Text:
— begin —
Monday, October 14, 2013

"There's something wrong with this microphone": pastors, power, and "microphoning it in"

photo taken from this ad. You've  heard of "The Cross and The Switchblade?"
This is the "Microphone and The Cross".  But are they compatible?
--
I told a bad joke in a sermon once (only once?)
Here it is:

There was a church that was not very liturgically oriented; in fact they were decidedly “low-church.” So the pastor wanted to teach his flock a bit of the richness of the liturgy tradition. He figured he’d start them out with a “win-win” that would be easy; the classic responsive that begins with the leader saying:


“The Lord be with you.”


You know the response:


“And also with you.”


And the pastor thought he’d have the congregation practice the responsive for several weeks, and then officially inaugurate it on Easter; a high attendance Sunday with lots of guests.
— end —
Short task a: Please format the listing's lines from the one containing "of the eyelash" through the final line of the listing, both ends included, as a JSON list of strings with one string per line and blank lines omitted.

Source records:
— begin —
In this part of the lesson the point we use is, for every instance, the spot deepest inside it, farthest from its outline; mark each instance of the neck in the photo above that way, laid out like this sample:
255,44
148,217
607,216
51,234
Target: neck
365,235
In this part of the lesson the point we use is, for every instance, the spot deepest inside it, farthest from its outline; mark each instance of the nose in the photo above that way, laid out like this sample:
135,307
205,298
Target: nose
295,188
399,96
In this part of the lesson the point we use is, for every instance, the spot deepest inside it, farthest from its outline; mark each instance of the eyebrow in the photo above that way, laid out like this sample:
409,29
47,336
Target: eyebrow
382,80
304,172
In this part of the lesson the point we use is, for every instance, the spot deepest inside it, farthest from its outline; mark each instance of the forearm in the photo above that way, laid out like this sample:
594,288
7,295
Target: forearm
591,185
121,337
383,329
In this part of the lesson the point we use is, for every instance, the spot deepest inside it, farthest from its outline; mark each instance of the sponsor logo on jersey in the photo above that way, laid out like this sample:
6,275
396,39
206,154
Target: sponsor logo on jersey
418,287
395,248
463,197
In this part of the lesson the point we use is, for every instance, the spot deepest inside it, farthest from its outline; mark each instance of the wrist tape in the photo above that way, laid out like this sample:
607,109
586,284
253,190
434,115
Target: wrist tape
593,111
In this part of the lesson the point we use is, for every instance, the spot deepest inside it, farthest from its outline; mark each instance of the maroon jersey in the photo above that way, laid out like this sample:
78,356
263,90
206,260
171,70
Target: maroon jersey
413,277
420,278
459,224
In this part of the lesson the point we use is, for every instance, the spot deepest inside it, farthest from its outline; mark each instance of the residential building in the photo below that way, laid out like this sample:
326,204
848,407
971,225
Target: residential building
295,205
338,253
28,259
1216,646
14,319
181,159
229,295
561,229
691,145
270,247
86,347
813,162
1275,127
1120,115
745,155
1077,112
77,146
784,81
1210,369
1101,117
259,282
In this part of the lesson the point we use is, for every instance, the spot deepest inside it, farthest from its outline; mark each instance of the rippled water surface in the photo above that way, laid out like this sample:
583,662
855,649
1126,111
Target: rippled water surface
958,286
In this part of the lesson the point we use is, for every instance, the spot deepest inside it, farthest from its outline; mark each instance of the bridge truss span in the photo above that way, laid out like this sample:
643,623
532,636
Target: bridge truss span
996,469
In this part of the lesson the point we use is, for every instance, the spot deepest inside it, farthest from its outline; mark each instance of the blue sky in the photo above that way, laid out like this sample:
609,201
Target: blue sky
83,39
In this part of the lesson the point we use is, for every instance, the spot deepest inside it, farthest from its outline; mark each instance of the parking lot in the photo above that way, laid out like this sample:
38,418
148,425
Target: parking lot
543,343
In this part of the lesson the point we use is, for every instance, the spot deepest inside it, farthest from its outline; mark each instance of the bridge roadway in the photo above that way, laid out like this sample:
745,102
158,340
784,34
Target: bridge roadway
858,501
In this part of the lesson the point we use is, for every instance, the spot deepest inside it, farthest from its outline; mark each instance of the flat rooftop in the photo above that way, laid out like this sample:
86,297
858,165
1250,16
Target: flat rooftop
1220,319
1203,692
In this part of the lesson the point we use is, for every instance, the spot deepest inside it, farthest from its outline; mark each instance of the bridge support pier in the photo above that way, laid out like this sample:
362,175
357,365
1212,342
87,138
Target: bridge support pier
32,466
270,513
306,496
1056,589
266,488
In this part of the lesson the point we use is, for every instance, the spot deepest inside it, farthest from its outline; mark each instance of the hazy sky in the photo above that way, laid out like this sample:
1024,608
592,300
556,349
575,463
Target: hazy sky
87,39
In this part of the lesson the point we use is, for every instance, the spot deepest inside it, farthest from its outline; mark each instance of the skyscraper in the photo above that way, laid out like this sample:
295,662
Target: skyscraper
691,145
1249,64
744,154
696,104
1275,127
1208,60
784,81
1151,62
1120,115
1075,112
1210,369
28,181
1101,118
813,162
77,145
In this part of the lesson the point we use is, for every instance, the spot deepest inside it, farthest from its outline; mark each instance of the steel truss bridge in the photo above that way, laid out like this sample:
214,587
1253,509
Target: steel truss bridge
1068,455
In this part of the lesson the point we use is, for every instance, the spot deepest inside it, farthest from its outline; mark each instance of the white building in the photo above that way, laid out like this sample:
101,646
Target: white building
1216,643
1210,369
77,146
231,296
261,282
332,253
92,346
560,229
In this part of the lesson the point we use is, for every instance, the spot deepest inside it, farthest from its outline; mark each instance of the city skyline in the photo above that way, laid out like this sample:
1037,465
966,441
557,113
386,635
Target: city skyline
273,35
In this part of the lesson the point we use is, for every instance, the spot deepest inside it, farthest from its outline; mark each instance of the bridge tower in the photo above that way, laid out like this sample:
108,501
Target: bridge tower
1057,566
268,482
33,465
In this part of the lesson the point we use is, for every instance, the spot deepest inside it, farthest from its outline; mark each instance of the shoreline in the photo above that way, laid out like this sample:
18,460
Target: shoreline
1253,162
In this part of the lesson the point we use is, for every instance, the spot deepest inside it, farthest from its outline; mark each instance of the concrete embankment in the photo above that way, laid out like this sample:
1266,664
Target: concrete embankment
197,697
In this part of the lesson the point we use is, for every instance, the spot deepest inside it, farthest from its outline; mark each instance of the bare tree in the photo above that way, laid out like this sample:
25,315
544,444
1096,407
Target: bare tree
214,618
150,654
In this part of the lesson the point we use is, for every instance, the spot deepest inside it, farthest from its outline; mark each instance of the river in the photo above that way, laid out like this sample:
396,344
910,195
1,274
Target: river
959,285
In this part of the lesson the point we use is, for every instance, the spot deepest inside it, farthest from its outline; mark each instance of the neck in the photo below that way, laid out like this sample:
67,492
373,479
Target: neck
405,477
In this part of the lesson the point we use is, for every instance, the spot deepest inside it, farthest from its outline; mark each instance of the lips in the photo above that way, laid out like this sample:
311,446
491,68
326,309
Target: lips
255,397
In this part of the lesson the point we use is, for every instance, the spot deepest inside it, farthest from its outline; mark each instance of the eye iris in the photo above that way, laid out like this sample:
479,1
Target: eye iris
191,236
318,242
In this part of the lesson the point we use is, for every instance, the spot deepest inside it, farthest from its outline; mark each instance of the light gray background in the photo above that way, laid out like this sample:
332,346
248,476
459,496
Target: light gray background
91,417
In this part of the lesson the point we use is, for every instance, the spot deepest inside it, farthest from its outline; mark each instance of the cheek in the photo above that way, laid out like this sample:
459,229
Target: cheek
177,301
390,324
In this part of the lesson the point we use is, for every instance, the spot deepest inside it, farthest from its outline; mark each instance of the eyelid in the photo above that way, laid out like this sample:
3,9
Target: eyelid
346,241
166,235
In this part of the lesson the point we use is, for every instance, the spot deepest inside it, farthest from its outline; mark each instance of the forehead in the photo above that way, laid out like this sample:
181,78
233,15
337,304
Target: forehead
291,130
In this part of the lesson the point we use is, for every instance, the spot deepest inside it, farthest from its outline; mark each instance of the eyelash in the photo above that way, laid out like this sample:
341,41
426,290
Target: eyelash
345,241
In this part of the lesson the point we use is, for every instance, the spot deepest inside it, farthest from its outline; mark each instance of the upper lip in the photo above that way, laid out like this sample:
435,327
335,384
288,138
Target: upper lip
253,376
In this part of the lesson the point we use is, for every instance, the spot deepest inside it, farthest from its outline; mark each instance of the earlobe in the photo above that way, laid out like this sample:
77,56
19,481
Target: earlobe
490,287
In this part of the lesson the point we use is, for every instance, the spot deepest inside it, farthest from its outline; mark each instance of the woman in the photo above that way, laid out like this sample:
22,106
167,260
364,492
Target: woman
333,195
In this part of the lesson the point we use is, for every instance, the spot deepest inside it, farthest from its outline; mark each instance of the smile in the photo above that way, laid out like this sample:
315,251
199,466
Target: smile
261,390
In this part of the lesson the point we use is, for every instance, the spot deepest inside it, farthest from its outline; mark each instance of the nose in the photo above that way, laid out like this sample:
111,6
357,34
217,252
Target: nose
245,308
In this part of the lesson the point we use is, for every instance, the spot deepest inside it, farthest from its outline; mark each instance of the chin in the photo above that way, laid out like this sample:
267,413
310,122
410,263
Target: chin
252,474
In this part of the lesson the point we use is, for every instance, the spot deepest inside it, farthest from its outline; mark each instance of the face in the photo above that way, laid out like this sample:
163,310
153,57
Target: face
— end —
Short task b:
Decide whether each statement agrees with the post about the sermon joke. Answer yes or no, and quote the words from the post that settle it.
(i) The joke was told in a sermon.
(ii) The church in the joke is described as decidedly high-church.
(iii) The pastor planned to officially inaugurate the responsive on Christmas.

Complete response a:
[
  "In this part of the lesson the point we use is, for every instance, the spot deepest inside it, farthest from its outline; mark each instance of the eyelash in the photo above that way, laid out like this sample:",
  "341,41",
  "426,290",
  "Target: eyelash",
  "345,241",
  "In this part of the lesson the point we use is, for every instance, the spot deepest inside it, farthest from its outline; mark each instance of the upper lip in the photo above that way, laid out like this sample:",
  "435,327",
  "335,384",
  "288,138",
  "Target: upper lip",
  "253,376",
  "In this part of the lesson the point we use is, for every instance, the spot deepest inside it, farthest from its outline; mark each instance of the earlobe in the photo above that way, laid out like this sample:",
  "77,56",
  "19,481",
  "Target: earlobe",
  "490,287",
  "In this part of the lesson the point we use is, for every instance, the spot deepest inside it, farthest from its outline; mark each instance of the woman in the photo above that way, laid out like this sample:",
  "22,106",
  "167,260",
  "364,492",
  "Target: woman",
  "333,195",
  "In this part of the lesson the point we use is, for every instance, the spot deepest inside it, farthest from its outline; mark each instance of the smile in the photo above that way, laid out like this sample:",
  "315,251",
  "199,466",
  "Target: smile",
  "261,390",
  "In this part of the lesson the point we use is, for every instance, the spot deepest inside it, farthest from its outline; mark each instance of the nose in the photo above that way, laid out like this sample:",
  "111,6",
  "357,34",
  "217,252",
  "Target: nose",
  "245,308",
  "In this part of the lesson the point we use is, for every instance, the spot deepest inside it, farthest from its outline; mark each instance of the chin in the photo above that way, laid out like this sample:",
  "267,413",
  "310,122",
  "410,263",
  "Target: chin",
  "252,474",
  "In this part of the lesson the point we use is, for every instance, the spot deepest inside it, farthest from its outline; mark each instance of the face in the photo above that way, laid out like this sample:",
  "163,310",
  "153,57",
  "Target: face"
]

Complete response b:
(i) Yes: "I told a bad joke in a sermon once"
(ii) No: "in fact they were decidedly “low-church.”"
(iii) No: "and then officially inaugurate it on Easter"